*** Opening Excerpted passage ***

ID Comment: What are the true costs of the Covid-19 pandemic?
The true cost of Covid-19 for global re/insurers could go far beyond dollars and cents
Lloyd’s has given its first dollar estimate for the cost of the Covid-19 pandemic to the market. But the true costs of the pandemic on the industry go far beyond that.
The insurance industry should be perceived as the good guy of this crisis.
Policies are paying out and the industry has continued trading despite the operational difficulties caused by lockdown.
And unlike for the banks during the global financial crisis, there is no doubt as to the solvency of insurance companies. Insureds should have no concerns on that front.
On the contrary, many are looking to insurance partners to provide protection for future pandemics, and looking again at pandemic products that, until now, have had remarkably little success in the market.
In addition, the Covid-19 pandemic has put further upward pressure on rates across many classes of business that were hardening already on the back of three significant loss years.
But there are big clouds gathering on the horizon, too. Although the industry can be expected to generate much more premium for pandemic risk, the global economic contraction will pressure premiums in many lines. Businesses that cannot sell their wares cannot buy insurance either. And in those lines where the pandemic provides a natural fillip, like motor insurance, which has seen a steep decline in claims, public pressure is pushing insurers to return part of the premium.
There are also far too many “grey area” business interruption policies, written by Hiscox and others, which have resulted in insurers and insureds disagreeing vehemently over the extent of coverage provided for Covid-19-related losses.
The UK regulator has stepped in and is bringing test cases before the courts to settle the matter and bring certainty, one way or the other.
These kinds of arguments between insureds and insurers inevitably contribute to a sentiment among the general public that insurers can slither their way out of contracts when the losses become too high. This charge is almost always unfair, but is often held by individuals who do not know the industry well.
The market is awake to the danger, while rightly committed to only paying out on fair claims. But the situation could easily worsen, and add to a perception that has, unfortunately, long dogged our industry.

*** Closing Excerpted passage ***
*** Opening Dataset ***

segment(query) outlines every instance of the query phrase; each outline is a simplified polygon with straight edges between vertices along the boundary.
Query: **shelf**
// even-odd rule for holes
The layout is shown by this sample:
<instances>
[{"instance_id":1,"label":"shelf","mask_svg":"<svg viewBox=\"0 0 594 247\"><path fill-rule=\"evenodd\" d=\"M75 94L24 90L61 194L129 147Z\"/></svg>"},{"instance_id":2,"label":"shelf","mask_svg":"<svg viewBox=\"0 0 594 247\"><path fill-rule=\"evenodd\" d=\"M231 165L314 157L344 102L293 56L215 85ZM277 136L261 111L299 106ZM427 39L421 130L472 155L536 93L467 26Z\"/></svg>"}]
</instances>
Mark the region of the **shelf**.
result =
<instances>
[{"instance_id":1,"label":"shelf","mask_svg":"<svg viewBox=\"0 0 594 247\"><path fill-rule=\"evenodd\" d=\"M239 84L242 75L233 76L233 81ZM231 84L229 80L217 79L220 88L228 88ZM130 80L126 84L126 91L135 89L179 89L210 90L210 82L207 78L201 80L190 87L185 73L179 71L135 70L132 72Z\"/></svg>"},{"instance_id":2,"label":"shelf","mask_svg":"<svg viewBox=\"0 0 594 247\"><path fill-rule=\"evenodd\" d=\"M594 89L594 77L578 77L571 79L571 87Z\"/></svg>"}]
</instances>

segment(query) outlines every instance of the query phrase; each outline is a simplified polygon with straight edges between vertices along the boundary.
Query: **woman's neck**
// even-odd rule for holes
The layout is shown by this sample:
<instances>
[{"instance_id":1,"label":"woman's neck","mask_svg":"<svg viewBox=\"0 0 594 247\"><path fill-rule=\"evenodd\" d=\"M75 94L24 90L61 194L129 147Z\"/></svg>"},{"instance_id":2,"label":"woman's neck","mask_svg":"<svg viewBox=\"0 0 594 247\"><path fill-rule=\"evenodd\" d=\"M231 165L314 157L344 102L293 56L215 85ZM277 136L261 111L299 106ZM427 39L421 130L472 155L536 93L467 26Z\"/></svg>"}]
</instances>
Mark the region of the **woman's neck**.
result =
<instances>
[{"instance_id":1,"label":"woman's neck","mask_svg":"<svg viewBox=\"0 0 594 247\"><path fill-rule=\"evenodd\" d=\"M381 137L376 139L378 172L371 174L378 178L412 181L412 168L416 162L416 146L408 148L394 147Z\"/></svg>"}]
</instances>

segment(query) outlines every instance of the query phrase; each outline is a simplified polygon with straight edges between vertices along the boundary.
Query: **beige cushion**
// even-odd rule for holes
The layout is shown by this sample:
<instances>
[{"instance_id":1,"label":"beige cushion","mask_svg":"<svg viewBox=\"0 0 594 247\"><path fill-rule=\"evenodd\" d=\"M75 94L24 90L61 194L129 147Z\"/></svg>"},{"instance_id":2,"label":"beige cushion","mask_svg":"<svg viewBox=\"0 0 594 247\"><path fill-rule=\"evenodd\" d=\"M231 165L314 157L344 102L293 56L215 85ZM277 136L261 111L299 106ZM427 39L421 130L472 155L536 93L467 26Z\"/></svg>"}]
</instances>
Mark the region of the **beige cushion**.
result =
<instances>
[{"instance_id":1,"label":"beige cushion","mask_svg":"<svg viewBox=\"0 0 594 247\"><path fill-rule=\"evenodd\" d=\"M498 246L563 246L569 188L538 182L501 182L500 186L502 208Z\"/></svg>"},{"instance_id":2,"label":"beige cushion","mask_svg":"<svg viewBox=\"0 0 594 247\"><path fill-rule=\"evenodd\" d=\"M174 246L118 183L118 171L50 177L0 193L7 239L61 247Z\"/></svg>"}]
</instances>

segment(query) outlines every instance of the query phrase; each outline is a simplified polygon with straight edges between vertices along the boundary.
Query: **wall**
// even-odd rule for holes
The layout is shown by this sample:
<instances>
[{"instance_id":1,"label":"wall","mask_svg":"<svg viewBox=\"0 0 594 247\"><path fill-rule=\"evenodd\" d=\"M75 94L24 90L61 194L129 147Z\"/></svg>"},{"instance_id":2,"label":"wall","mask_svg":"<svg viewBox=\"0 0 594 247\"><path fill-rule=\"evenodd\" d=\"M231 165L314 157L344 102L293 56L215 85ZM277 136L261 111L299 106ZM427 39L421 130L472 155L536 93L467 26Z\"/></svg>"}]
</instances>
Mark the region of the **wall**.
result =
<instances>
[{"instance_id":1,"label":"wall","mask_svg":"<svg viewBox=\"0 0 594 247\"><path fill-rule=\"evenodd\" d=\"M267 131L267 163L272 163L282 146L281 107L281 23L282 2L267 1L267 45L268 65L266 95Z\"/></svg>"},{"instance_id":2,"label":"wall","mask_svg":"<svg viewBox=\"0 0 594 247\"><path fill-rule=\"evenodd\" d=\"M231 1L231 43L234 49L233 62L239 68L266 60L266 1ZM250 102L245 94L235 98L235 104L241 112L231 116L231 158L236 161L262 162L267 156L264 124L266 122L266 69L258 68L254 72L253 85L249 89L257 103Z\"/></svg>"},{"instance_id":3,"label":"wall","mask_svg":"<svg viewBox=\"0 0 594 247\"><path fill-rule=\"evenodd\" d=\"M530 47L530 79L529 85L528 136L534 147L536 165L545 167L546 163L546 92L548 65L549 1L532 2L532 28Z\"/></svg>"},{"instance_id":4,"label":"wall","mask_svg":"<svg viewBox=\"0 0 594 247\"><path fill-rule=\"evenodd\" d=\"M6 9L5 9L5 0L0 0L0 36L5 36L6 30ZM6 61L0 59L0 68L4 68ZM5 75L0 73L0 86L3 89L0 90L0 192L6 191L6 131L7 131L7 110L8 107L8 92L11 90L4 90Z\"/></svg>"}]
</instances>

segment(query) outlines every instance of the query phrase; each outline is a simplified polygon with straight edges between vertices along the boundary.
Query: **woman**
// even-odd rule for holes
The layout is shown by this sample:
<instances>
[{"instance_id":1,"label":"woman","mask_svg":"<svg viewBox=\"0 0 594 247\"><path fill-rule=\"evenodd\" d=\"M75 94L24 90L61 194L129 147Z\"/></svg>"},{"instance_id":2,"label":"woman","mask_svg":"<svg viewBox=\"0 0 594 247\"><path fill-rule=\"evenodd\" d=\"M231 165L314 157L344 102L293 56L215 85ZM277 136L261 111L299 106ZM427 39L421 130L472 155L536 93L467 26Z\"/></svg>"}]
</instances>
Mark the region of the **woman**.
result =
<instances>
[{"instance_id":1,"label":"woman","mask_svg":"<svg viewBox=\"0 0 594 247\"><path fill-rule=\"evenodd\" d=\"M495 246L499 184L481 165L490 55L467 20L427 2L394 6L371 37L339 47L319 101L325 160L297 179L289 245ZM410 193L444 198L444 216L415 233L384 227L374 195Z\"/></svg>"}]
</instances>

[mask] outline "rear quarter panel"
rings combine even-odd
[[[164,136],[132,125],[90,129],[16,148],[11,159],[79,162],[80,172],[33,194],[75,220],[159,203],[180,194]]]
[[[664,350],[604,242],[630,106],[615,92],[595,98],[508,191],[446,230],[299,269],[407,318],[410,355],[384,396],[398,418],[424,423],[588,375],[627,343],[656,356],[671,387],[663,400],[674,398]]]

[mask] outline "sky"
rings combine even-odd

*** Closing Dataset ***

- [Brief]: In the comment on the costs of the Covid-19 pandemic, condense the paragraph beginning "But there are big clouds gathering" into a short bulleted list that keeps its main facts. Work only from the comment on the costs of the Covid-19 pandemic, not from the listing.

- [Output of the exercise]:
- The industry can expect to generate much more premium for pandemic risk.
- The global economic contraction will still pressure premiums in many lines, because businesses that cannot sell their wares cannot buy insurance.
- Some lines benefit from the pandemic, such as motor insurance, where claims have fallen steeply. In those lines, public pressure is pushing insurers to return part of the premium.